WHAT THE TASK ASKS: Reproduce all of the records below, requests included, adding -113 to every coordinate value in the answers but not to the requests or their format samples. Omit the pictures from your reproduction.
____ INPUT DATA
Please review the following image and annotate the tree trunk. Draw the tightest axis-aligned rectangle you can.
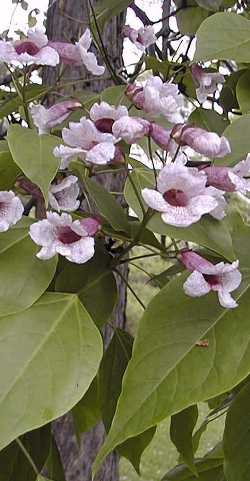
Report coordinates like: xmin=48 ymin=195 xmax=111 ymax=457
xmin=43 ymin=0 xmax=128 ymax=481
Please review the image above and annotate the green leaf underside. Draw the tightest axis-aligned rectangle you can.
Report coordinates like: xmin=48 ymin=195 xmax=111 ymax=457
xmin=0 ymin=150 xmax=20 ymax=190
xmin=95 ymin=215 xmax=250 ymax=472
xmin=216 ymin=114 xmax=250 ymax=165
xmin=7 ymin=125 xmax=60 ymax=202
xmin=72 ymin=378 xmax=101 ymax=441
xmin=0 ymin=217 xmax=57 ymax=317
xmin=0 ymin=425 xmax=50 ymax=481
xmin=92 ymin=0 xmax=131 ymax=31
xmin=236 ymin=70 xmax=250 ymax=114
xmin=56 ymin=248 xmax=117 ymax=327
xmin=188 ymin=108 xmax=229 ymax=135
xmin=125 ymin=169 xmax=235 ymax=260
xmin=170 ymin=405 xmax=199 ymax=475
xmin=0 ymin=85 xmax=48 ymax=119
xmin=194 ymin=13 xmax=250 ymax=63
xmin=99 ymin=329 xmax=156 ymax=474
xmin=0 ymin=293 xmax=102 ymax=449
xmin=224 ymin=383 xmax=250 ymax=481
________
RESULT OF THIS TASK:
Please review the following image and annotate the tree trunk. Draw the tightest axis-aligned rectangle you can.
Report coordinates like: xmin=48 ymin=195 xmax=111 ymax=457
xmin=-70 ymin=-113 xmax=15 ymax=368
Please review the image above and annotate the green leaf underside. Draw the tightest axis-aligned rectangle you can.
Report coordinates like: xmin=48 ymin=195 xmax=111 ymax=457
xmin=-113 ymin=37 xmax=-93 ymax=77
xmin=-18 ymin=102 xmax=137 ymax=359
xmin=103 ymin=1 xmax=137 ymax=52
xmin=-106 ymin=12 xmax=-53 ymax=89
xmin=-41 ymin=265 xmax=-12 ymax=328
xmin=-113 ymin=104 xmax=-56 ymax=204
xmin=-113 ymin=312 xmax=-63 ymax=368
xmin=-21 ymin=-113 xmax=18 ymax=-82
xmin=123 ymin=-43 xmax=137 ymax=1
xmin=-57 ymin=135 xmax=4 ymax=214
xmin=75 ymin=-5 xmax=116 ymax=22
xmin=12 ymin=56 xmax=122 ymax=147
xmin=57 ymin=292 xmax=86 ymax=362
xmin=-113 ymin=-28 xmax=-65 ymax=6
xmin=81 ymin=-100 xmax=137 ymax=-50
xmin=-14 ymin=216 xmax=43 ymax=361
xmin=-113 ymin=180 xmax=-11 ymax=336
xmin=111 ymin=270 xmax=137 ymax=368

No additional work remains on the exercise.